● **WHAT TO WORK ON**: Find every line in the records below that contains the string "wing" and copy each one in full. Case counts.

● **SOURCE MATERIAL**:
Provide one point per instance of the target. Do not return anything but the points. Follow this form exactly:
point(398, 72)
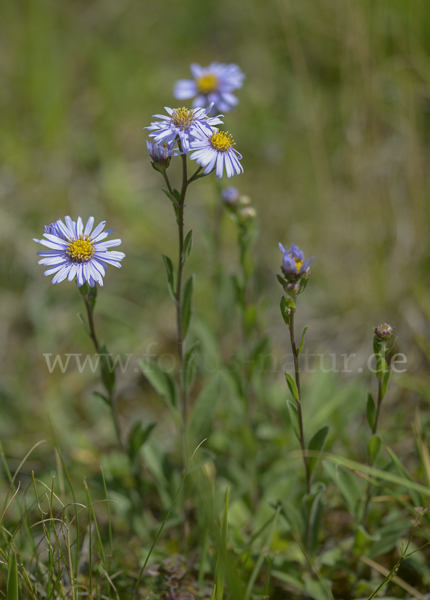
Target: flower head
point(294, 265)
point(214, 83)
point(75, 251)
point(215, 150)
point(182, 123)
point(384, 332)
--
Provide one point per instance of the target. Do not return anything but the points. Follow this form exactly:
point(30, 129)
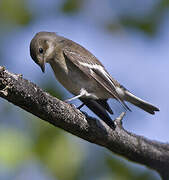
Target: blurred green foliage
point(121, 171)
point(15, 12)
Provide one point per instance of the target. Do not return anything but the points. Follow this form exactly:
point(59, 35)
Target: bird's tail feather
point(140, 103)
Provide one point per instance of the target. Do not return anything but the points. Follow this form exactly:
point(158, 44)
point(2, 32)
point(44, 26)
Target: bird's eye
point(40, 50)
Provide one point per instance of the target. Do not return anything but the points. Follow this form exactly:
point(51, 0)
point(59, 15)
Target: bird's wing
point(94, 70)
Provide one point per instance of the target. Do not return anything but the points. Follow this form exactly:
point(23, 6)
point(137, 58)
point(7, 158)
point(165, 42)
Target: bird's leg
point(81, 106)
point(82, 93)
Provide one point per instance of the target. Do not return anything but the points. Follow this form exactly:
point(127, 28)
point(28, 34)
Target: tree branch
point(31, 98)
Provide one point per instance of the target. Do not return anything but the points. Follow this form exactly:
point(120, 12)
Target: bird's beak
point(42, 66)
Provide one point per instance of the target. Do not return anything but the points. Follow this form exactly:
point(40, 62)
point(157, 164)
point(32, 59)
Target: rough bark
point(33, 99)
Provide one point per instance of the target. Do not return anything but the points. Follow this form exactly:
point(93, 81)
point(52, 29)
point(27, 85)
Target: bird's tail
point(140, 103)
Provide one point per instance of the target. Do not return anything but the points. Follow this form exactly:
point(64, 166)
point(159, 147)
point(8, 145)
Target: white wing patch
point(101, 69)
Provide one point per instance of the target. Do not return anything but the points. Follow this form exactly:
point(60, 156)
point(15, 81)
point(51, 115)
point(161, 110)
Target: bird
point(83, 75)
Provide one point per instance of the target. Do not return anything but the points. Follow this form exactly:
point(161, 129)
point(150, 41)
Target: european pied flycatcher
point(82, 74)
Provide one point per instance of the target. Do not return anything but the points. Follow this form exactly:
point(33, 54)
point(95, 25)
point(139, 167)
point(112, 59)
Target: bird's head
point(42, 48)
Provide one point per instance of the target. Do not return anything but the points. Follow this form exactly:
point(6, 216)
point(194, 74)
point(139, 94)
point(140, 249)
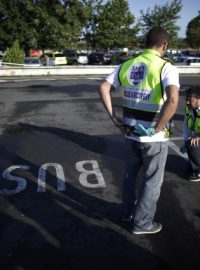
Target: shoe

● **WRITTEN RESPONSE**:
Target: bird's wing
Target: white wing patch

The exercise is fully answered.